STORED DATA:
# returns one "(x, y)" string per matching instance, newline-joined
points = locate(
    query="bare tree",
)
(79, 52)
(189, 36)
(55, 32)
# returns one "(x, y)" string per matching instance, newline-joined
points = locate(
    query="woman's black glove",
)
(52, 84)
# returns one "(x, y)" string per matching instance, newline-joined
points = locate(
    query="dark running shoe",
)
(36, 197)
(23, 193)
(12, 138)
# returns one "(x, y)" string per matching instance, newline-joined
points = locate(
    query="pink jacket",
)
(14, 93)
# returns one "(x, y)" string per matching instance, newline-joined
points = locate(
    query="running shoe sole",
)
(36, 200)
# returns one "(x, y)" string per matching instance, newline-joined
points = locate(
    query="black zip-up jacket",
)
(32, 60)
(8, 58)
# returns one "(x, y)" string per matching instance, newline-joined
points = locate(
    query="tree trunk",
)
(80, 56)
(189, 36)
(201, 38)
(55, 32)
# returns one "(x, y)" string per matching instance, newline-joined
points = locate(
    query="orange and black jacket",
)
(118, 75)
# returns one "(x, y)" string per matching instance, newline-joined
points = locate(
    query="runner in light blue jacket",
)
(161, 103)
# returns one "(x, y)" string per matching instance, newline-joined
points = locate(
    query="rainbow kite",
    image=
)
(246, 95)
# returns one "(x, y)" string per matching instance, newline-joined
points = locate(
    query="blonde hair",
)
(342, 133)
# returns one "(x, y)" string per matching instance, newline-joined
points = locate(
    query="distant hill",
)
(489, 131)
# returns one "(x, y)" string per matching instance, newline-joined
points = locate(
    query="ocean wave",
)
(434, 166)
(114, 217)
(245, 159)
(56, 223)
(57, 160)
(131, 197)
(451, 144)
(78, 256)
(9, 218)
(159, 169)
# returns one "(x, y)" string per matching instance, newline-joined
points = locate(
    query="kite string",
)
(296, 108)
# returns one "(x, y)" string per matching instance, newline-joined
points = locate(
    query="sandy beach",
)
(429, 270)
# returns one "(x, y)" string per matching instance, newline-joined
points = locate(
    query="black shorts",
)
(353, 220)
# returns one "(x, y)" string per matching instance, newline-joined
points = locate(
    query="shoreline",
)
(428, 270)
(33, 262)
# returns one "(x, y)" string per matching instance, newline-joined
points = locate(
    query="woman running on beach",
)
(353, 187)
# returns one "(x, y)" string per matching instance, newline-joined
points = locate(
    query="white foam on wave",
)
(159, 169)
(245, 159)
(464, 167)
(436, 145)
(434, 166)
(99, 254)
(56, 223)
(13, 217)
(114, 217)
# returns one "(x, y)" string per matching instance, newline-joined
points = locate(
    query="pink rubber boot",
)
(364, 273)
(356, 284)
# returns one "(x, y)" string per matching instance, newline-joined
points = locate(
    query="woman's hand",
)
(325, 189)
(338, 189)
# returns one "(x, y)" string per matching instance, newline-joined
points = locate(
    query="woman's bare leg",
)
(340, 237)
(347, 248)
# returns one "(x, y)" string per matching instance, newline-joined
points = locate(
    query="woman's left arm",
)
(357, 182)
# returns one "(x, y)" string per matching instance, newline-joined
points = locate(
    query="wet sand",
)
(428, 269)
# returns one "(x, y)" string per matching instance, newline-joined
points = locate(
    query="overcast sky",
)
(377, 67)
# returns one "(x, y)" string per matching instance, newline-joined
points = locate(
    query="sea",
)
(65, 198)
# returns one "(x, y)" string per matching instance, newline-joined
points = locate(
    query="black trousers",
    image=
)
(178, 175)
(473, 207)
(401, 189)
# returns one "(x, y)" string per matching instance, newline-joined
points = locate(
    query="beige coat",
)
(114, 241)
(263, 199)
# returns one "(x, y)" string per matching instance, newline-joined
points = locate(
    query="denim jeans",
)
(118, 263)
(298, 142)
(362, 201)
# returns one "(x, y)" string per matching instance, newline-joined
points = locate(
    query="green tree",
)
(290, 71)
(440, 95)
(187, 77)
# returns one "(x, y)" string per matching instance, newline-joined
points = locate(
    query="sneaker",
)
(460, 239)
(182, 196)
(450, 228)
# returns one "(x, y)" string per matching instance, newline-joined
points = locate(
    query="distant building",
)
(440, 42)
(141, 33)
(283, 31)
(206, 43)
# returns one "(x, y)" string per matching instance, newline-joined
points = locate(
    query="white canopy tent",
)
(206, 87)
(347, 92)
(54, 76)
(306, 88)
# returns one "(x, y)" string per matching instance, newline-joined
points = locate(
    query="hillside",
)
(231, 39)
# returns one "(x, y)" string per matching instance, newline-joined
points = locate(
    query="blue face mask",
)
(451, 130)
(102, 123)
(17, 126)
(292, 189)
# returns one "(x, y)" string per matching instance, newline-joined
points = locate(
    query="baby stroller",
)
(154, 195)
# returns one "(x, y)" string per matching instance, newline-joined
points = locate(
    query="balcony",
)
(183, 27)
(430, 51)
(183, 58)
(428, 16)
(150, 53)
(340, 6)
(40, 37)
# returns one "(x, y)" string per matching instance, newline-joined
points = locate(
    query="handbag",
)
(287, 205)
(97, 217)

TASK TO COMPLETE: Among the records, find each line where the word "tree" occurs, and copy it.

TASK SOLUTION:
    query="bare tree",
    query="tree trunk",
    query="green tree",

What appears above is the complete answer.